- DIRECTIONS FOR THIS TASK: Which lines of the records contain the word "gravel"? Copy each one.

EXTRACTED RECORDS START

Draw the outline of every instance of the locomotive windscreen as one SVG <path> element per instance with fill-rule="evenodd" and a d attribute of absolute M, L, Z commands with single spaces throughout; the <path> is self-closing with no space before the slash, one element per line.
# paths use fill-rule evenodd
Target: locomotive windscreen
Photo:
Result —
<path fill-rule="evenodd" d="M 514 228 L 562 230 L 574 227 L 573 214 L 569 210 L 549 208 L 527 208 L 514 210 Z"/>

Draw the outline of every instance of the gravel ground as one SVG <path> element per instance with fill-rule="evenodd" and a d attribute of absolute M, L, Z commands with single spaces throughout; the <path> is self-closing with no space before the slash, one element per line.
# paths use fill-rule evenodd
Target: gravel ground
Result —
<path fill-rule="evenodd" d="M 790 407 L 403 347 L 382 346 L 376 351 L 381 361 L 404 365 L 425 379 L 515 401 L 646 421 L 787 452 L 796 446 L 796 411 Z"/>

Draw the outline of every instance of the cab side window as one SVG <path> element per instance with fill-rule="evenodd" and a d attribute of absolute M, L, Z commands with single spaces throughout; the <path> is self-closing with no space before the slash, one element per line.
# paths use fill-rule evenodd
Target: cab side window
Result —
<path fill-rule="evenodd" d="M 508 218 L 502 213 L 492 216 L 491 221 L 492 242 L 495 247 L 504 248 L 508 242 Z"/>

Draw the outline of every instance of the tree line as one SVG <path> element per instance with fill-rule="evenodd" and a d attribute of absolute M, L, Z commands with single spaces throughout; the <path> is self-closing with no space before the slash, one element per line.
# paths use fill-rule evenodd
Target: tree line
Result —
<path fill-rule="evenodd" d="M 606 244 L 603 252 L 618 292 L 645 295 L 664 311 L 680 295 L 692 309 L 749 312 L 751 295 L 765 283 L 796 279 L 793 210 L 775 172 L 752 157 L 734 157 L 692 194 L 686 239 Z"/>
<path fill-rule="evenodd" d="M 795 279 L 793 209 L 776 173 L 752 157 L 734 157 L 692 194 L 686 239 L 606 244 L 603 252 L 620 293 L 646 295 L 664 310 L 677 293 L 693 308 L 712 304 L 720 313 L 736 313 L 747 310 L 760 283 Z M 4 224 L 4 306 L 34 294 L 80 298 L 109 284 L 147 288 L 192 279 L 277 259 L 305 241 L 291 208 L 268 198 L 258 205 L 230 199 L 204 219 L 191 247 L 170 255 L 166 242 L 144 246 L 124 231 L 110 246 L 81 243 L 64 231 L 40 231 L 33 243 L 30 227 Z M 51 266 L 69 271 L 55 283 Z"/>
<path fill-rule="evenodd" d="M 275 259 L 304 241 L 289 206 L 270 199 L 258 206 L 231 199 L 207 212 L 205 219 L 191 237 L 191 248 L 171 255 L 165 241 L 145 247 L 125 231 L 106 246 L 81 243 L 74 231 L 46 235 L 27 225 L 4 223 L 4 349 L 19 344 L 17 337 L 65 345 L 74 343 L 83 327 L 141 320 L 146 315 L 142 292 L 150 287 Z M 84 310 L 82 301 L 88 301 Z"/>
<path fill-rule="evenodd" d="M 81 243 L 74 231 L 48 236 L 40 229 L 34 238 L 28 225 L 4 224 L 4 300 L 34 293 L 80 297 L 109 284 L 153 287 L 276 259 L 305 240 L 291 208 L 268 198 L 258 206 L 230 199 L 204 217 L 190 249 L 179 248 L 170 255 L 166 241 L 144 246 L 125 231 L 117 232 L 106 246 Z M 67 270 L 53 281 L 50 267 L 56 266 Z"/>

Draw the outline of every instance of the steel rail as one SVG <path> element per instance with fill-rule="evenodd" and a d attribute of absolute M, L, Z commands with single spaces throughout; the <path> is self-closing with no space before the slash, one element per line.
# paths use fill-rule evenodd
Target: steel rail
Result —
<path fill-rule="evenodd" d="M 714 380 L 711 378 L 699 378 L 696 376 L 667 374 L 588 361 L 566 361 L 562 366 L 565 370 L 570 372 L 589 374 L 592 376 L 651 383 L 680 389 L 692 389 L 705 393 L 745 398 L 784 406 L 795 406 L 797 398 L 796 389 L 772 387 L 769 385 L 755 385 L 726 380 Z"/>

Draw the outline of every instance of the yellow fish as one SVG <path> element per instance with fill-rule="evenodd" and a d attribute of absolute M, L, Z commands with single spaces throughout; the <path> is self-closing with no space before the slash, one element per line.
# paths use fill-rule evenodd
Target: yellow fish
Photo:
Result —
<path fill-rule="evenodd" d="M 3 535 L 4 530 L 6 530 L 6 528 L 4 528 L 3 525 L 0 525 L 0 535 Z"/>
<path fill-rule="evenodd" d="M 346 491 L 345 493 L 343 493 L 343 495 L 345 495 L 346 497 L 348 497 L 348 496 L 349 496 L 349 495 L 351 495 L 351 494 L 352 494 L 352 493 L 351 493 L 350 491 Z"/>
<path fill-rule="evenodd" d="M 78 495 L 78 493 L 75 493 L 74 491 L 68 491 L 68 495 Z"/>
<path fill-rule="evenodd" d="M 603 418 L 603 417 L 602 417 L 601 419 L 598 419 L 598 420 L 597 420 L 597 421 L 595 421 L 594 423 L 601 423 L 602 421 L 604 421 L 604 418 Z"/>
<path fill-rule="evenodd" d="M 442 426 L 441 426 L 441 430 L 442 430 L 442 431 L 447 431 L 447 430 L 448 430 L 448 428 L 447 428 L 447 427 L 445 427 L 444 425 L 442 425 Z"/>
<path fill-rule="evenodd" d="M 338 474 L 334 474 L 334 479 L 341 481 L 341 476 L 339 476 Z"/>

EXTRACTED RECORDS END

- EXERCISE RESPONSE:
Draw the outline of every instance of the gravel ground as one SVG <path> element per instance with fill-rule="evenodd" and a d attribute of absolute M, L, Z commands with single spaces throughout; the <path> is self-closing with no space before the slash, one element per line.
Target: gravel ground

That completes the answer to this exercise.